(Beginning of The input)
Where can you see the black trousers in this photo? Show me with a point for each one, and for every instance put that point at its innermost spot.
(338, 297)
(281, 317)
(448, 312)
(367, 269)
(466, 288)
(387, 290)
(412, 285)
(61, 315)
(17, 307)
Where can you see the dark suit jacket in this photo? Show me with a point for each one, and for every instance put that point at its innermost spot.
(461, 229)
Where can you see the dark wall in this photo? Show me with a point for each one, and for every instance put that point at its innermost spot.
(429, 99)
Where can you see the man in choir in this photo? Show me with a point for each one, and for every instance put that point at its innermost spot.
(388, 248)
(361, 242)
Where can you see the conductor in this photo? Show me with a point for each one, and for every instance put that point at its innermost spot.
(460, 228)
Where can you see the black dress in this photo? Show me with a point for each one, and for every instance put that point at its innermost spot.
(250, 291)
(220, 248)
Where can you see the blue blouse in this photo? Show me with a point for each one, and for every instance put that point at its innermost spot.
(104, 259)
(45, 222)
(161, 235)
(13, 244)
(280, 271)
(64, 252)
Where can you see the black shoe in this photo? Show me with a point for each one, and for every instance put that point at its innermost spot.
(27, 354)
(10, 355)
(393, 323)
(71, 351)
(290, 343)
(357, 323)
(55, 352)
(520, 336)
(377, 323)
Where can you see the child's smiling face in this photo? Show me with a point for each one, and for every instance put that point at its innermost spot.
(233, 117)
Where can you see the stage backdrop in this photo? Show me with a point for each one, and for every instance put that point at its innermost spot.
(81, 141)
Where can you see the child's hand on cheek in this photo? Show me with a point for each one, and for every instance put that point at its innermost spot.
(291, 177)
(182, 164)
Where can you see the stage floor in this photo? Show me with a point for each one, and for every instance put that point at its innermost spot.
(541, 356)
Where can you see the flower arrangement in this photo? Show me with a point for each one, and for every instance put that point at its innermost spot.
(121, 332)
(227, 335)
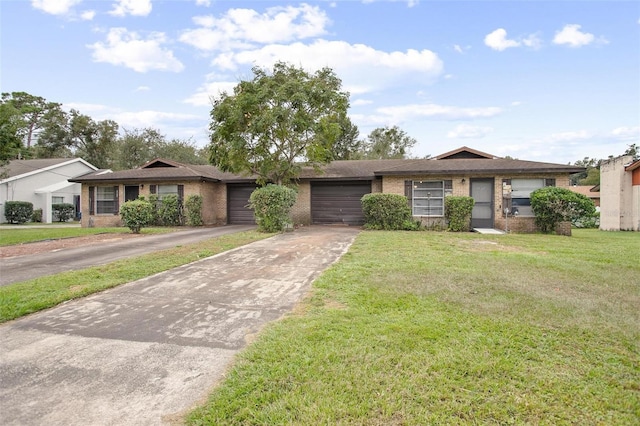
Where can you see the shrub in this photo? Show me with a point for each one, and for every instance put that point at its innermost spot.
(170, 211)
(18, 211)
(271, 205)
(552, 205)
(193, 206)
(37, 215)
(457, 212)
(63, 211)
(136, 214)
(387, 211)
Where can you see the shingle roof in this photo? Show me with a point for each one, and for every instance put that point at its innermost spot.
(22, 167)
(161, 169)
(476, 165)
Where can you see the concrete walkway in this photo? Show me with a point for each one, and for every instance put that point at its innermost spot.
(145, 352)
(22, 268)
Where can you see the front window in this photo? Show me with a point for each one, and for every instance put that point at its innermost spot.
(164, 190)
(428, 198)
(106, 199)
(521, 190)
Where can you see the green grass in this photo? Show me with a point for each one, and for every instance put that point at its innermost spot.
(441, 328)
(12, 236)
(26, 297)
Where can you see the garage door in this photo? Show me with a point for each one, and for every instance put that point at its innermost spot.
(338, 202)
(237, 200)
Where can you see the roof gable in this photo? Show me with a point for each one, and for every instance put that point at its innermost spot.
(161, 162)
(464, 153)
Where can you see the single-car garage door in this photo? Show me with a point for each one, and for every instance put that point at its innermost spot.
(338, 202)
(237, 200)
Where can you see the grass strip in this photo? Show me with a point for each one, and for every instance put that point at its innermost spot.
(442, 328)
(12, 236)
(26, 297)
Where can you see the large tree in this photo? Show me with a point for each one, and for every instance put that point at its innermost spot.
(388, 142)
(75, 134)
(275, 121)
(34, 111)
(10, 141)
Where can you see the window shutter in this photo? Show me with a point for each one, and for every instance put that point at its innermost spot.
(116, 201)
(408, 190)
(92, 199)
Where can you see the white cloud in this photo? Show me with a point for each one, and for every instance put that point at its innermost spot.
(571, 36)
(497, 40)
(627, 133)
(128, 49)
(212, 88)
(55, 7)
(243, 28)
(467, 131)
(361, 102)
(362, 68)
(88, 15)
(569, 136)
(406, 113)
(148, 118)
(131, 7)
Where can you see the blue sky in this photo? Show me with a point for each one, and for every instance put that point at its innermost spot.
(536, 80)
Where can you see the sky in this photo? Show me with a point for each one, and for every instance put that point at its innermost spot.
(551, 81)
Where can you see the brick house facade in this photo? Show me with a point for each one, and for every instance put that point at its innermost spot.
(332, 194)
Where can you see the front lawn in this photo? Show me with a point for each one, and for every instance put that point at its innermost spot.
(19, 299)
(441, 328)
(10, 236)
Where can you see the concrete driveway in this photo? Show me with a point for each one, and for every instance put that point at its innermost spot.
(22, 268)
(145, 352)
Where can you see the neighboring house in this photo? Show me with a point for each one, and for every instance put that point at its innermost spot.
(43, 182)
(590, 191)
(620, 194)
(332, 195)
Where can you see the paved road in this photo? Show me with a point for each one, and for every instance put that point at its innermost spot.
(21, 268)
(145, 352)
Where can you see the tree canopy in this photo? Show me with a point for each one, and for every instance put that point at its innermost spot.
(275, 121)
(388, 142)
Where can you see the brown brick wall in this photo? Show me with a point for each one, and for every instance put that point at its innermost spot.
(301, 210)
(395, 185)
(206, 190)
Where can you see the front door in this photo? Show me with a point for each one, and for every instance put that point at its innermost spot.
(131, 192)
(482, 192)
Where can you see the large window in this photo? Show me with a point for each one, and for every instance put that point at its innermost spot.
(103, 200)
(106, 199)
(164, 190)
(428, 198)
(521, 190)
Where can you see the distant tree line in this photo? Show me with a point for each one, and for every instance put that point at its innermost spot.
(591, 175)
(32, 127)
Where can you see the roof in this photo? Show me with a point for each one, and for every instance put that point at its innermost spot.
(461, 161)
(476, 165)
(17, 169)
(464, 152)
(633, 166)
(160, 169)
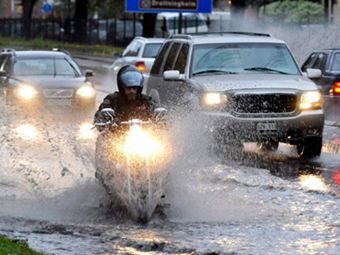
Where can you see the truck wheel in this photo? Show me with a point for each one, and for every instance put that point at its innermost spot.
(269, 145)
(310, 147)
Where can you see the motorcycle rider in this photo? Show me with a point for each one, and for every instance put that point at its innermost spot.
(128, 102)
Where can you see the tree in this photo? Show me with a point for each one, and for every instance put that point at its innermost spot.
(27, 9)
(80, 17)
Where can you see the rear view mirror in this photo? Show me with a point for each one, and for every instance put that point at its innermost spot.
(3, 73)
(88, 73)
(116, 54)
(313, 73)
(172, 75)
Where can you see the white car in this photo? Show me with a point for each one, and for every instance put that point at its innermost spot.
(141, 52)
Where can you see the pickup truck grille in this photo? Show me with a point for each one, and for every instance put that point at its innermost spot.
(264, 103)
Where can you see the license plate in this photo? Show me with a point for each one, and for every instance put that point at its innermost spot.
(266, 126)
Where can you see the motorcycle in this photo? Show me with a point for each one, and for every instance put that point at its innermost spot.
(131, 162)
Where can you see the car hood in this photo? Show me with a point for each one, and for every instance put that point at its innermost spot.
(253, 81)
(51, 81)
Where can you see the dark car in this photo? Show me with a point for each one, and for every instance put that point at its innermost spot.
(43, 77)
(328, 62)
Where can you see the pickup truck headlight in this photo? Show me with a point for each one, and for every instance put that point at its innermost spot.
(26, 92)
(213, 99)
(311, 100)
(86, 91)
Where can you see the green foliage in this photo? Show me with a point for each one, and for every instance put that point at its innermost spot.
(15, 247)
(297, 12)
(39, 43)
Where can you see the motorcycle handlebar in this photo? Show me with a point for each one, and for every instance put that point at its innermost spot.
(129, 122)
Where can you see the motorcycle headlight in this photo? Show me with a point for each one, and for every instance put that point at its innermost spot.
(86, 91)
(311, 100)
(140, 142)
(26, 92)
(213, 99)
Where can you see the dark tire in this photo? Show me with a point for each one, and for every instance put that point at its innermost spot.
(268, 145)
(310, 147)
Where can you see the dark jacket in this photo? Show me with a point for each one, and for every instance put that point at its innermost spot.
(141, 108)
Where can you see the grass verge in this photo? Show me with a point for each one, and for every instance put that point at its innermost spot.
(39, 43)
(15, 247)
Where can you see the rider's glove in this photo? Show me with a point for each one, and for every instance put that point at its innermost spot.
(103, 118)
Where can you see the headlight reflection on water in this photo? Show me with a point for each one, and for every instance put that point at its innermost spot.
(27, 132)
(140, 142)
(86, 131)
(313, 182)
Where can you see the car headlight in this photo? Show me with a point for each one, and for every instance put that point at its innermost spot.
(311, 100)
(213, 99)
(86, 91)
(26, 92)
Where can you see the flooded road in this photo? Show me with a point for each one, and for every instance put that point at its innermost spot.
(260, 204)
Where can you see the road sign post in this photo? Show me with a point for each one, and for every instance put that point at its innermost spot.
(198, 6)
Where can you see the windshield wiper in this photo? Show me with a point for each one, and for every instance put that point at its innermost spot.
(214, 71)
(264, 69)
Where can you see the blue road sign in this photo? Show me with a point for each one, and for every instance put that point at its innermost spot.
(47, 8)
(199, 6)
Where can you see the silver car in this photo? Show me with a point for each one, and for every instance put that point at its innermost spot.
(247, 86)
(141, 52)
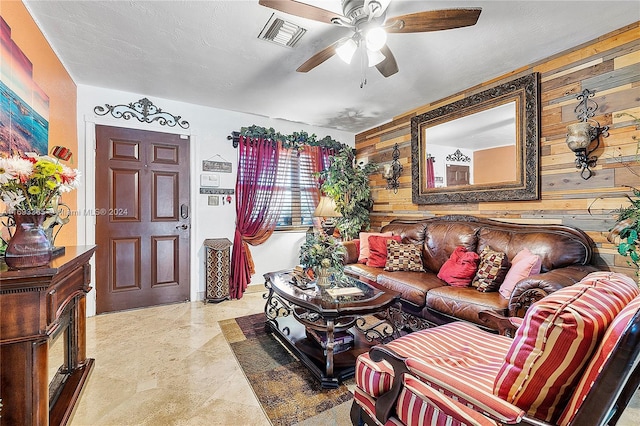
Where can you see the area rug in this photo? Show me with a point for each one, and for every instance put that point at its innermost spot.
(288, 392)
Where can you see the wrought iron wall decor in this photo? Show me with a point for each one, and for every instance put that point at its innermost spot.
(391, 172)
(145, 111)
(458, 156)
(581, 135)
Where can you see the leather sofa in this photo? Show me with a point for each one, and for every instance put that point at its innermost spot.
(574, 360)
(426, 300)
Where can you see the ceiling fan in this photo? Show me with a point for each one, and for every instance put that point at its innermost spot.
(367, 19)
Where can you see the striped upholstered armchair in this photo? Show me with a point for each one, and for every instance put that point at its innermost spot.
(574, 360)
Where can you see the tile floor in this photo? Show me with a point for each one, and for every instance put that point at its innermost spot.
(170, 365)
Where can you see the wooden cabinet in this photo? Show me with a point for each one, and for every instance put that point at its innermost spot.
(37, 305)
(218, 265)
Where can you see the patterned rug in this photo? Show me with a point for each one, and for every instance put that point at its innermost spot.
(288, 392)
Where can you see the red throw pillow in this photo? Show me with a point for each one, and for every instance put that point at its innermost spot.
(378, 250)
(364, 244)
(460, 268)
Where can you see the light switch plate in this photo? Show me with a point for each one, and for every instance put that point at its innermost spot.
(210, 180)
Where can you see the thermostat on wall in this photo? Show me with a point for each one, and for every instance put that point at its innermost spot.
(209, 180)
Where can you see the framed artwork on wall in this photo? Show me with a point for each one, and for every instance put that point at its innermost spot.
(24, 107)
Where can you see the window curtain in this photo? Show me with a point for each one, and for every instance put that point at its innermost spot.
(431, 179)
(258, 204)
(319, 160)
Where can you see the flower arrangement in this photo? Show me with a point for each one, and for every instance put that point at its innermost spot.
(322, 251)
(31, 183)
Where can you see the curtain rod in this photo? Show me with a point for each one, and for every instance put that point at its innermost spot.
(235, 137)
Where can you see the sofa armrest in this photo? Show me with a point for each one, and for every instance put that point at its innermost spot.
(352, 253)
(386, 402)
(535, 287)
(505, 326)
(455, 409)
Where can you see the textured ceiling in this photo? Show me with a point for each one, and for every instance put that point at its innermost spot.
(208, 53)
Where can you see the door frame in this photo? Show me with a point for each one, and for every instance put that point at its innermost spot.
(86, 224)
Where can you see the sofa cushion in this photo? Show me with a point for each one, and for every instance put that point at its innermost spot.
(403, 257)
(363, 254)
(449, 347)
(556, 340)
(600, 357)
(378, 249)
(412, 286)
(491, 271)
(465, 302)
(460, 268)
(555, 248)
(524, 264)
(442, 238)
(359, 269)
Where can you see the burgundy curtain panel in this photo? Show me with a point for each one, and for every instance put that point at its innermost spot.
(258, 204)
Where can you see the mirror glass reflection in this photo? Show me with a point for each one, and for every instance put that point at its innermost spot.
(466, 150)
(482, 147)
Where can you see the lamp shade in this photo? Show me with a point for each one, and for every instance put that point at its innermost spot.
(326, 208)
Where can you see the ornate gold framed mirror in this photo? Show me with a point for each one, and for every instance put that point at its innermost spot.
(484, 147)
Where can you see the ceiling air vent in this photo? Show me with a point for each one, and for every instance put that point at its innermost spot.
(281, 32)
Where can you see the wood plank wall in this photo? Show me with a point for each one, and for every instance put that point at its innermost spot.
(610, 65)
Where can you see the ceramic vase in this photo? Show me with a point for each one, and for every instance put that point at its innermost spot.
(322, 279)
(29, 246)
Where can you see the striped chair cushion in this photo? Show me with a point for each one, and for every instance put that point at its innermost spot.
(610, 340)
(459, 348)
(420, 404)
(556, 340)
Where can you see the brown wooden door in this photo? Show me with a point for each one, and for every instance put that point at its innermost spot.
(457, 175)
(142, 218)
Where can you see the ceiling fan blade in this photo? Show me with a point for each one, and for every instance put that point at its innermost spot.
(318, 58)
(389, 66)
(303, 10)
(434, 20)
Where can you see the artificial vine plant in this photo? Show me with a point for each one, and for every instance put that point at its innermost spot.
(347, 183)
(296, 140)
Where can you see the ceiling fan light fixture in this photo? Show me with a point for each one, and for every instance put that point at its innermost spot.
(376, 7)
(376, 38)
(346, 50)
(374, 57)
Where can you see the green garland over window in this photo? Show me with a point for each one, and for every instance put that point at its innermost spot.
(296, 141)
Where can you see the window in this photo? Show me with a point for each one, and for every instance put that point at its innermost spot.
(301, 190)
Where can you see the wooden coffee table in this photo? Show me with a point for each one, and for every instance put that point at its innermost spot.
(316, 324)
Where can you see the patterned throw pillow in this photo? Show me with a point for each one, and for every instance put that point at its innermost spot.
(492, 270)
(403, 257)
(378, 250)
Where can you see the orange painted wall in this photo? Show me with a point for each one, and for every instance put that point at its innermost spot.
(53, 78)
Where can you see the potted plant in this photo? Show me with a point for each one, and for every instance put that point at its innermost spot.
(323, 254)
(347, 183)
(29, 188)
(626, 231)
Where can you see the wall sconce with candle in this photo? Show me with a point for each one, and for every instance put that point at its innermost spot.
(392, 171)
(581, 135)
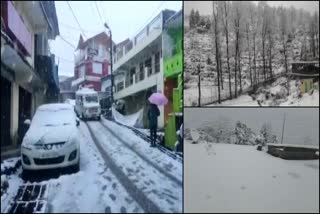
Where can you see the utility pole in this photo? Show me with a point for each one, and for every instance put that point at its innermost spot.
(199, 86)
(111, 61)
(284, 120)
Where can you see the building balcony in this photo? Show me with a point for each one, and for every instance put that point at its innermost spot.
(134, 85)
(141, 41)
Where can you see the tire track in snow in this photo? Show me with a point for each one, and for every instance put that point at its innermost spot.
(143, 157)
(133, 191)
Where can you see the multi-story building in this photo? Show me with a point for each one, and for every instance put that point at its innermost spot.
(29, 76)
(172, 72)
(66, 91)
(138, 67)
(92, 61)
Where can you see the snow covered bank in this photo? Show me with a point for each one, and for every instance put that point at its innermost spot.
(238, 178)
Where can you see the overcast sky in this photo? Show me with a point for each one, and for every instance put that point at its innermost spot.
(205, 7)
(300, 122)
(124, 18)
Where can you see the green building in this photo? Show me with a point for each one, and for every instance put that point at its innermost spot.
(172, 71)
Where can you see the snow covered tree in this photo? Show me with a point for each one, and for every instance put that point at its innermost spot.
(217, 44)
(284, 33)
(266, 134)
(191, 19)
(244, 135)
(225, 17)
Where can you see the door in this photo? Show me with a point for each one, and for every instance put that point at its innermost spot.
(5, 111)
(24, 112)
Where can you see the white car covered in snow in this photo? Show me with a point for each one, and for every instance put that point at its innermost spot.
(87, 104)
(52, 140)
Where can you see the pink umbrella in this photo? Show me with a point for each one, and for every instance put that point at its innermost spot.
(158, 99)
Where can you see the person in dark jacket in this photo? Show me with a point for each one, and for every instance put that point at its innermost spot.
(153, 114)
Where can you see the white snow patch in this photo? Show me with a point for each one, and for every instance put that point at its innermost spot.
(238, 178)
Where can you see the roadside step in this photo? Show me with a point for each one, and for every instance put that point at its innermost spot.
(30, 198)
(End of The input)
__Exercise prompt__
Starting at the line that contains "Where can you see the person", quote each remaining line of the entries above, unchanged.

__Result of this task__
Where can you see the person in dark jacket in this photo? Show me with a point for each one, and for every instance put that point at its innermost spot.
(153, 114)
Where can you see the white snow patch in this photo? Show me with a point for each one, and for every instance put that point at its innermost spot.
(238, 178)
Where can you see the roadside step in this photo? Show me with a point for each one, and for every instance put that point at its innermost spot.
(30, 198)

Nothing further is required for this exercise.